Text segment:

## Begin

1.       Did the chambers judge err in stating the test on an application to be added as a defendant in a quieting of titles application?


2.       Did the chambers judge err in finding that the appellants did not satisfy the test in this case?

 

Standard of review:

 

[8]              Since the order made by the chambers judge effectively terminated the appellants’ claim, the standard of review is not that usually applied to discretionary orders of an interlocutory nature but rather, whether there was an error of law resulting in an injustice:  Purdy Estate v. Frank, [ 1995] N.S.J. No. 243 (C.A.) at  10; Clarke v. Sherman, [2002] N.S.J. No. 238 (C.A.) at  10; Binder v. Royal  Bank of Canada, 2005 NSCA 94 at ¶ 21.

 

1.       The test on an application to be added as defendant:

 

[9]              This court has not previously dealt with this issue and the only other reported decision from the Supreme Court of Nova Scotia on the appropriate test to determine whether a person should be joined as a defendant in a quieting of titles application is Frank Georges Island, supra. In that case, Justice Moir dismissed applications by ten individuals who sought to be added as defendants. The applicants owned properties near the land in dispute, an unoccupied island in St. Margaret’s Bay, and had all visited the island by boat for recreational purposes for many years, using the land in much the same way as the appellants in this case allege. As well, it was well known that other people sailing in the bay often visited the island. The applicants in the Frank Georges Island case also claimed that a previous owner had dedicated the island for public use. The Provincial Crown who was a defendant supported the applications by the individuals to be added as defendants and also asserted ownership on the basis that the island had never been granted by the Crown.

 

[10]         Justice Moir reviewed the extensive affidavit evidence presented by the individuals in the context of the history of occupation of the island and the abstract of title.  With respect to the interpretation of s. 10 of the Act, Justice Moir stated:

 


21      Section 10 of the Quieting of Titles Act provides for intervention in a quieting of titles action. A person "who thinks he may be affected by the claim for a certificate" may apply: s. 10(1). Subsection 10(2) empowers the judge. The language is mandatory and the threshold is low: "... the judge shall permit the person to intervene as a defendant unless it is clear that the person has no interest that may be affected by the proceedings."

 

...

## End

What the exercise asks:
For each statement, say whether it agrees with the court excerpt. Answer yes or no and quote the deciding words: (a) In the Frank Georges Island case, Justice Moir dismissed applications from ten individuals who wanted to be added as defendants; (b) the Provincial Crown opposed those individuals' applications; (c) the land disputed in that case was an occupied island in St. Margaret's Bay. The material has no connection to the court excerpt.

Source excerpt:
## Begin

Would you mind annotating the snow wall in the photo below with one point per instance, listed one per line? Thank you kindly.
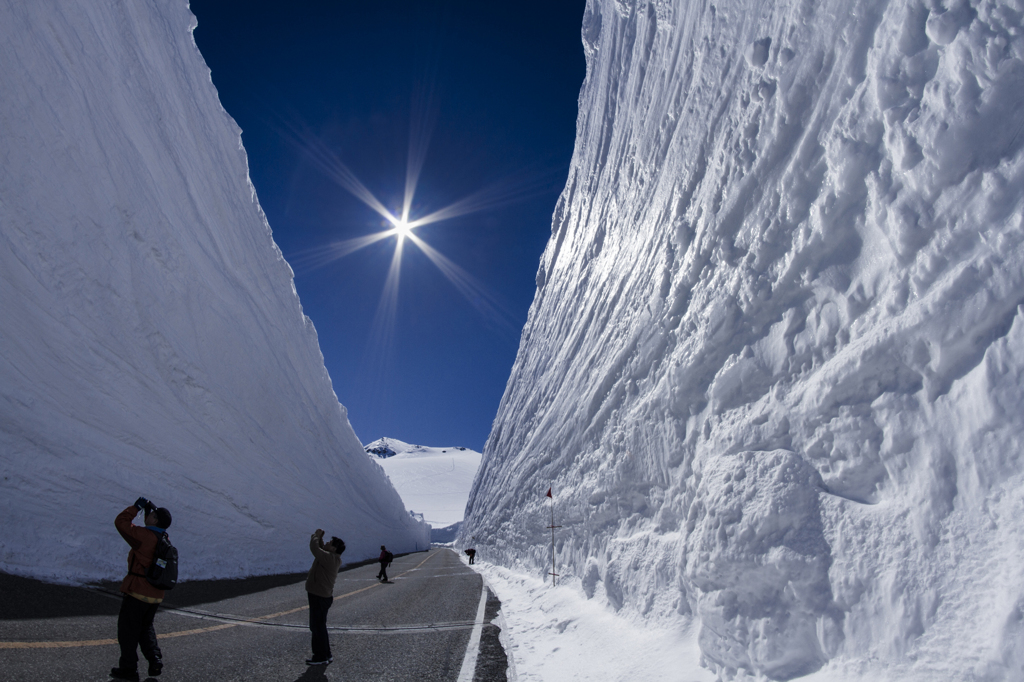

## End

Reply to the exercise:
(a) Yes: "Justice Moir dismissed applications by ten individuals who sought to be added as defendants."
(b) No: "The Provincial Crown who was a defendant supported the applications by the individuals to be added as defendants"
(c) No: "an unoccupied island in St. Margaret’s Bay"